[Data drawn from a collection]
/---

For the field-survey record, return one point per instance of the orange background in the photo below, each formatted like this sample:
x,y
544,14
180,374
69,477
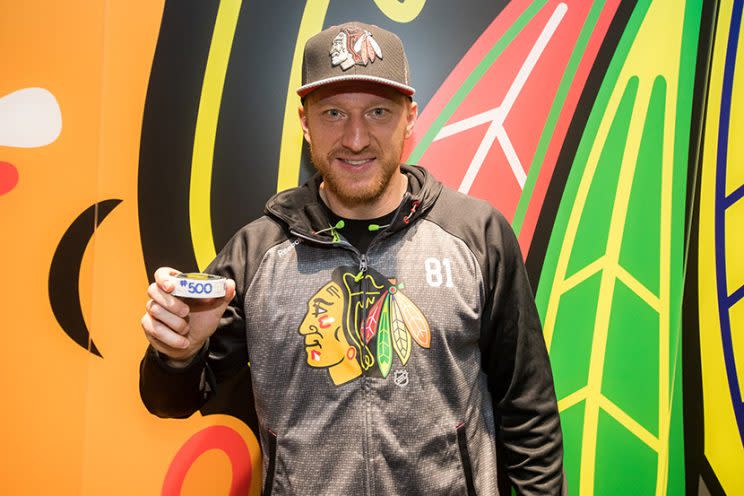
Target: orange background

\---

§ **AIM**
Reproduce the entries above verbatim, line by line, and leave the pictures out.

§ **OUTPUT OF THE EXERCISE**
For the field-survey record, return one point per instance of the orange background in the photo below, each formatted like this sample:
x,y
544,14
180,374
69,477
Target: orange background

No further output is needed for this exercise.